REQUIRED TASK A: List every film title named in the passage about Moscow on the Hudson.

PASSAGE:

☆ ☆ ☆ ☆

In 1984, the touching, understated, humanist performance Robin Williams gives in this sweet movie was unexpected. It wouldn’t take long for us to learn that the manically energetic stand-up would go on to play far more of these quiet, reserved leading men than he would play wild, loose cannons in movies. Moscow on the Hudson was only Willians' fifth film, and before this picture, we all thought he'd spend most of his film career playing guys like Donald Quinelle from Michael Ritchie's The Survivors (1983) rather than guys like T.S. Garp in George Roy Hill's The World According to Garp (1982). Fortunately, that was not the case, or Williams wouldn't have had such a long, diverse, and acclaimed career.

Here, he plays Vladimir Ivanoff, a saxophonist with the Moscow circus on a US tour who decides to defect in the middle of Bloomingdales. He is befriended by a Black security guard (Cleavant Derricks), who takes him in to stay with him and his family; a Cuban immigration lawyer (Alejandro Rey), who helps him find work and apply for legal status; and an Italian immigrant working behind the perfume counter (María Conchita Alonso) who becomes his lover. The film then follows his attempts to realize the American dream, which he learns is not all it's cracked up to be.

☆ ☆ ☆ ☆

RECORDS SHOWN:
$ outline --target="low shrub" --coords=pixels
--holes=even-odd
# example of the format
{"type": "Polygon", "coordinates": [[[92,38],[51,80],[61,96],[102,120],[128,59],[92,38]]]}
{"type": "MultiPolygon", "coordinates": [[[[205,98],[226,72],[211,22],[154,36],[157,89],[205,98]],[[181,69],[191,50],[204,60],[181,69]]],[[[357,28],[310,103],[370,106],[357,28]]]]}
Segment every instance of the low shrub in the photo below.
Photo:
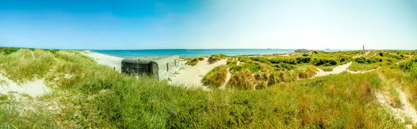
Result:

☆ ☆ ☆ ☆

REQUIRED TASK B: Recast each line of the listing as a string in a JSON list, one string per line, skipping blank lines and omitting the picture.

TASK OUTPUT A: Moscow on the Hudson, The Survivors, The World According to Garp

TASK OUTPUT B:
[
  "$ outline --target=\"low shrub\" --coords=pixels",
  "--holes=even-odd",
  "# example of the format",
  "{\"type\": \"Polygon\", \"coordinates\": [[[92,38],[51,80],[61,96],[102,120],[128,59],[92,38]]]}",
  "{\"type\": \"MultiPolygon\", \"coordinates\": [[[[205,98],[226,72],[211,22],[154,36],[157,89],[205,98]],[[181,69],[191,50],[204,60],[181,69]]],[[[357,28],[310,103],[370,106],[357,28]]]]}",
  "Segment every instance of the low shrub in the photo below.",
  "Photo:",
  "Result:"
]